Extract, without any change, the rows below from the line containing "Tag one point on each instance of the agave" through the last of the rows, both ends included.

====================

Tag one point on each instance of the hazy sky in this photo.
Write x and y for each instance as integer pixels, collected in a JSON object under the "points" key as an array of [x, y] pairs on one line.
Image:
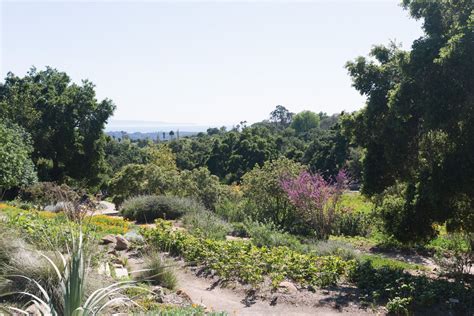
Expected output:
{"points": [[204, 62]]}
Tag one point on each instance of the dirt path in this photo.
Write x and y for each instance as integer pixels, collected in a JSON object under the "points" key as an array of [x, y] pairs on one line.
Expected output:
{"points": [[222, 299]]}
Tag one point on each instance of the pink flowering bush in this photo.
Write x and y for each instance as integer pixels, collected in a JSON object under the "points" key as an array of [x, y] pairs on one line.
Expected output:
{"points": [[316, 199]]}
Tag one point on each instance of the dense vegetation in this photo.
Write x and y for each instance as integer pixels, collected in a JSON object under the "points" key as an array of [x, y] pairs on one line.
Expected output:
{"points": [[279, 186]]}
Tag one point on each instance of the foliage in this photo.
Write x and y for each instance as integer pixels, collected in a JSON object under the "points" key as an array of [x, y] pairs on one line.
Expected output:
{"points": [[305, 121], [266, 200], [72, 275], [281, 117], [202, 222], [65, 121], [48, 230], [245, 262], [159, 271], [16, 166], [201, 185], [457, 256], [267, 235], [400, 289], [147, 208], [417, 126], [316, 200], [42, 194]]}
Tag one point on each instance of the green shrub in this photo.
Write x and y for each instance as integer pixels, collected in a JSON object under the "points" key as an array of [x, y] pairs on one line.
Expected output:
{"points": [[456, 258], [268, 235], [402, 290], [353, 223], [231, 209], [159, 271], [147, 208], [247, 263], [333, 248], [207, 224]]}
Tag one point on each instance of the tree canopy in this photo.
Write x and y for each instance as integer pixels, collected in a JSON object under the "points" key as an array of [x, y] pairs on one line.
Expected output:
{"points": [[65, 121], [417, 128]]}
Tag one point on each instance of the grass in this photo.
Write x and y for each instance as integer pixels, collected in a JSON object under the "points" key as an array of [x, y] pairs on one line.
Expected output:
{"points": [[379, 261], [356, 202]]}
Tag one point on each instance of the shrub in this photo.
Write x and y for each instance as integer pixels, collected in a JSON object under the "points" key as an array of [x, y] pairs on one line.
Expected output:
{"points": [[159, 271], [245, 262], [265, 198], [268, 235], [316, 199], [333, 248], [206, 224], [200, 184], [43, 194], [353, 223], [457, 256], [147, 208]]}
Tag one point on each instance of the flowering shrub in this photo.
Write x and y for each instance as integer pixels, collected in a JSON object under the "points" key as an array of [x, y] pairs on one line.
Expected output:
{"points": [[316, 199], [247, 263]]}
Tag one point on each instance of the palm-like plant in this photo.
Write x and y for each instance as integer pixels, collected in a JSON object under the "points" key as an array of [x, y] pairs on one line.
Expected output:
{"points": [[72, 281]]}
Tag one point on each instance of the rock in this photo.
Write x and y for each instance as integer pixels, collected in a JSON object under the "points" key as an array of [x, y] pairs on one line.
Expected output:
{"points": [[288, 287], [36, 310], [184, 296], [121, 272], [107, 239], [134, 237], [104, 269], [121, 243]]}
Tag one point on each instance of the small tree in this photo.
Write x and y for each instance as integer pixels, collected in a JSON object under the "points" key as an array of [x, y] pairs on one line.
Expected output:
{"points": [[16, 166], [316, 199]]}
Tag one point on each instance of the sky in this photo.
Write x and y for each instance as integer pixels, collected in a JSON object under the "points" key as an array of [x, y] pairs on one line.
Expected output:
{"points": [[204, 62]]}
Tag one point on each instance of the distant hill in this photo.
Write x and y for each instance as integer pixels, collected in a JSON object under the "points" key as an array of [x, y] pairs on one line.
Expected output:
{"points": [[148, 135]]}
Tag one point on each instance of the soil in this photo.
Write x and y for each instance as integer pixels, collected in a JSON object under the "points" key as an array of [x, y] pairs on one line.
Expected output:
{"points": [[241, 301]]}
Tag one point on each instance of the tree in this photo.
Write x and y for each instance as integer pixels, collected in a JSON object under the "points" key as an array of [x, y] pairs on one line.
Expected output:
{"points": [[304, 121], [418, 125], [65, 121], [266, 199], [281, 117], [316, 199], [16, 166]]}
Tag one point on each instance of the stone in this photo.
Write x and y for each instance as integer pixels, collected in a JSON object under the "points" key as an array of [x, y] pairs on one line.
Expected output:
{"points": [[184, 296], [104, 269], [109, 239], [121, 243], [121, 272], [288, 287], [134, 237]]}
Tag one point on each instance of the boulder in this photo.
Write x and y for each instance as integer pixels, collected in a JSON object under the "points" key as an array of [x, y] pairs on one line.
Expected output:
{"points": [[134, 237], [107, 239], [121, 243], [287, 287]]}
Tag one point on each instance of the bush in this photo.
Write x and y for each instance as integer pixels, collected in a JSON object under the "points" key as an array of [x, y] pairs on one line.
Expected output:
{"points": [[333, 248], [457, 255], [158, 270], [147, 208], [265, 198], [43, 194], [353, 223], [268, 235], [204, 223]]}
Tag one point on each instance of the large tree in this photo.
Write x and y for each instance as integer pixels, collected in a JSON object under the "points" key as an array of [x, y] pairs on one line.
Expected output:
{"points": [[16, 167], [418, 125], [65, 121]]}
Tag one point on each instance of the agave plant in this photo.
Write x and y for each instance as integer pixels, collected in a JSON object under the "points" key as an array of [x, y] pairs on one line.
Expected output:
{"points": [[72, 281]]}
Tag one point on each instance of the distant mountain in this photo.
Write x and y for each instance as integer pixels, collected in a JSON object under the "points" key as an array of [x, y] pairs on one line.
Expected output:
{"points": [[148, 135], [130, 126]]}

====================

— Full answer —
Tag one point on each instance of the agave plant in this photo.
Write x and y for each instance as integer pixels, collected in a JSON object under the "points" key as an array of [x, y] pairs on one line.
Expected output:
{"points": [[72, 281]]}
Tag one point on each instance of the distant mountain in this photo.
Write x and y for each instance as integer pixels, collected in a JSON object under the "points" key as an array of [x, y] pairs on one line.
Expected output:
{"points": [[148, 135], [130, 126]]}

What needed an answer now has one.